• Action item
All of the entries are to be restated word for word.

Dataset excerpts
+ + + +

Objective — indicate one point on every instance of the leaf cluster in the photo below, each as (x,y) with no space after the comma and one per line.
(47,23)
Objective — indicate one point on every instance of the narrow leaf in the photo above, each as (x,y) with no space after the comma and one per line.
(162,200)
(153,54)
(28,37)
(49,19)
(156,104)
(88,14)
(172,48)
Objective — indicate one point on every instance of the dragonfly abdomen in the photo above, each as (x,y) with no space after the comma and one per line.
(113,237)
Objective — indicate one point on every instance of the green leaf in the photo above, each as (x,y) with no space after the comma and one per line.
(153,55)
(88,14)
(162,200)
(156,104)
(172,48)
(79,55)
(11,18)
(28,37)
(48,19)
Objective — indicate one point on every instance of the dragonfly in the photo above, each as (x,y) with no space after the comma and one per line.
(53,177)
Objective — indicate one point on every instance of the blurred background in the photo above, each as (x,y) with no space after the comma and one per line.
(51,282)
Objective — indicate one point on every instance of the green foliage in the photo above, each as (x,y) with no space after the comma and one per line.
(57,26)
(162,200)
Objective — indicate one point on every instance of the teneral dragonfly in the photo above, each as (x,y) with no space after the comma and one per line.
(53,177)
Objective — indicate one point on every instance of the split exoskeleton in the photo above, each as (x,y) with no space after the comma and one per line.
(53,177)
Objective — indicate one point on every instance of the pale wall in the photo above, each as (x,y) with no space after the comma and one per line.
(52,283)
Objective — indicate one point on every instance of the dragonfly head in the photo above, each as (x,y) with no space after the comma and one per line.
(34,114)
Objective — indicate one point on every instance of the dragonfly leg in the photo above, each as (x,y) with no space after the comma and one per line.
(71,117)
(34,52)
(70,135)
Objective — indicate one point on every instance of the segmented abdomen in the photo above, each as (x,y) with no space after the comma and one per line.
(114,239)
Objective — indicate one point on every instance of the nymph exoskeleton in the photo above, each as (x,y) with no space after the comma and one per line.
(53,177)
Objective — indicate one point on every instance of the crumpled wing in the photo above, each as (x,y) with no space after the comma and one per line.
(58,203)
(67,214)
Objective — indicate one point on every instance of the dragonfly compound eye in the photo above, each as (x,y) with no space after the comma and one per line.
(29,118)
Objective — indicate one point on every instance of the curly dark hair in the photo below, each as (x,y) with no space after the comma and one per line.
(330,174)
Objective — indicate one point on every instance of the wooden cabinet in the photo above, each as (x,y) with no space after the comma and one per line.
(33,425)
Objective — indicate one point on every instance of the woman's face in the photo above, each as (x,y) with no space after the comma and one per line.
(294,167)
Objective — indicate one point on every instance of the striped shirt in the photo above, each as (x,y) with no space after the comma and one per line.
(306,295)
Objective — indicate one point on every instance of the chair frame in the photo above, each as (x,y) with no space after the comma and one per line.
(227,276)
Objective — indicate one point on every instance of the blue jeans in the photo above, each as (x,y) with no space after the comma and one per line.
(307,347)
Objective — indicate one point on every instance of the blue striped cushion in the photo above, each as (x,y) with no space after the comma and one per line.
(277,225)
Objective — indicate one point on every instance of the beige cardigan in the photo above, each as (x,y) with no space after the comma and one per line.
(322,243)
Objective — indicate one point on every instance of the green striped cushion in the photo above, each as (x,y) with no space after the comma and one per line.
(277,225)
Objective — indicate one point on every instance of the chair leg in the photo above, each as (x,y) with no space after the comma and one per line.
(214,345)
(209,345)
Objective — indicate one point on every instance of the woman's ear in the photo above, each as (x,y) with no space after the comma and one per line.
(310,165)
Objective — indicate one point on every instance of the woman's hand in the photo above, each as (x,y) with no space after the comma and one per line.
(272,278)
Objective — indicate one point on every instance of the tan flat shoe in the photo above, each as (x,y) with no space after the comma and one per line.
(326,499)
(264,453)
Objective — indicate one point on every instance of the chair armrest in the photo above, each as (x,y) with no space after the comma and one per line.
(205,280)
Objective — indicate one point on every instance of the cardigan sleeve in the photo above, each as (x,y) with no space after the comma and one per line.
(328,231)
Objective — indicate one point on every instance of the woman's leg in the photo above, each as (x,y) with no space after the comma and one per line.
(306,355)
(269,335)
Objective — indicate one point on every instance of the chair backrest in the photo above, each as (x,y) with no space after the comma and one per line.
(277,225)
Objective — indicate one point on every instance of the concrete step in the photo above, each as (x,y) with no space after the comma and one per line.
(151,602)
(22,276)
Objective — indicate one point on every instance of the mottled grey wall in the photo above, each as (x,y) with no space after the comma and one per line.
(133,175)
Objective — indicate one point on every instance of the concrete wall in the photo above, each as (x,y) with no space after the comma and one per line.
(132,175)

+ + + +

• Reply to the exercise
Objective — indicate one point on every instance of the leaf cluster in the photo below, each as (x,y) with no space after the comma and one per line.
(47,23)
Objective — indicate one point on every instance of the narrow leaf in the photo above, each as (x,y) with no space after the comma and one per line.
(162,200)
(153,54)
(28,37)
(49,19)
(156,104)
(88,14)
(172,48)
Objective — indicate one point on every instance of the dragonfly abdomen in the photo above, each as (x,y) with no space after the comma and one per line.
(113,237)
Objective — indicate one point on every instance of the green leaf in the photo above, each as (x,y) with no space after the comma and one per line.
(153,55)
(88,14)
(162,200)
(156,104)
(172,48)
(79,55)
(11,18)
(28,37)
(48,19)
Objective — indicate one point on every instance of the dragonfly in the photo above, each as (x,y) with no space after the comma and one per line.
(53,177)
Objective — indicate one point on every instance of the blurred background in the photo above, each as (x,y) with no space after the comma and one per line.
(51,282)
Objective — indicate one point on every instance of the green foliage in the photo above, each as (x,y) with no space after the comma and one per line.
(57,26)
(162,200)
Objective — indicate one point on every instance of the teneral dragonfly in the photo above, each as (x,y) with no space after the comma and one per line.
(53,177)
Objective — indicate one point on every instance of the split exoskeleton in the photo above, each as (x,y) with no space after the comma and one per line.
(53,177)
Objective — indicate one point on every instance of the pale wall in the photo above, each as (x,y) with no space after the comma and one per line.
(52,283)
Objective — indicate one point on every instance of the dragonfly head in the photo above, each as (x,y) with no space after the comma and one per line.
(34,114)
Objective — indicate one point on every instance of the dragonfly leg in the photo above, each as (x,y) with no space after the comma and one per line.
(71,117)
(34,52)
(70,135)
Objective — indicate one point on every instance of the segmented abdomen in the photo above, each as (x,y) with no space after the comma and one per line.
(114,239)
Objective — indicate one point on every instance of the nymph exoskeleton in the photo above, each as (x,y) with no space after the comma and one per line.
(53,177)
Objective — indicate one point on every instance of the crumpled wing in the photo above, each as (x,y) with no space after the comma and one per line.
(58,203)
(67,214)
Objective — indicate one point on every instance of the dragonfly compound eye in the photo above, each as (x,y) with no space after the comma and one per line.
(29,118)
Objective — indicate one point on every instance of the curly dark hair in the photo below, each as (x,y) with no space after the comma and one per line.
(330,174)
Objective — indicate one point on every instance of the wooden cabinet in the photo above, each as (x,y) with no space after the comma and one per line.
(33,425)
Objective — indicate one point on every instance of the woman's face in the photo above, each as (x,y) with no space after the comma and one per line.
(294,167)
Objective — indicate one point on every instance of the striped shirt in the photo above, each as (x,y) with no space after the comma and one per line.
(306,295)
Objective — indicate one point on every instance of the chair frame in the photo above, each as (x,y) with no space after the comma and one per line.
(227,276)
Objective — indicate one point on every instance of the blue jeans in the photo above, each as (x,y) with no space after the comma and one per line.
(307,347)
Objective — indicate one point on every instance of the blue striped cushion in the photo above, each as (x,y) with no space after the comma and one per line.
(277,225)
Objective — indicate one point on every instance of the beige cardigan in the photo above, each as (x,y) with no space after the comma and one per line.
(322,243)
Objective — indicate one point on every instance of the green striped cushion in the photo above, each as (x,y) with no space after the comma and one per line.
(277,225)
Objective — indicate one point on every instance of the chair leg in the photo above, each as (x,y) with no space after the comma and one per line.
(214,345)
(209,345)
Objective — indicate one point on every instance of the woman's ear in the photo above, each as (x,y) with no space after the comma and one per line.
(310,165)
Objective — indicate one point on every instance of the woman's hand in the photo above, each as (x,y) with no space after the comma and one per line.
(272,278)
Objective — indicate one point on every instance of the tan flat shoe in the photo above, each as (x,y) with no space after the comma and one per line.
(326,499)
(264,453)
Objective — indicate one point on every instance of the chair armrest in the photo above, each as (x,y) with no space after the comma and one per line.
(205,280)
Objective — indicate one point on every instance of the cardigan sleeve in the photo above, each as (x,y) with no space after the comma and one per line.
(328,231)
Objective — indicate one point on every instance of the woman's leg in the photo above, each as (x,y) with no space after the comma and one per line.
(306,355)
(269,335)
Objective — indicate one point on every instance of the chair backrest in the photo above, each as (x,y) with no space after the comma and one per line.
(277,225)
Objective — indicate one point on every instance of the concrete step in the photo above, each as (x,y) with no space after the comma and one per line.
(151,602)
(22,276)
Objective — indicate one point on every instance of the mottled grey wall in the photo above, each as (x,y) with no space after the comma and one per line.
(133,175)
Objective — indicate one point on every instance of the concrete wall in the photo above, each as (x,y) with no space after the comma and one per line.
(132,175)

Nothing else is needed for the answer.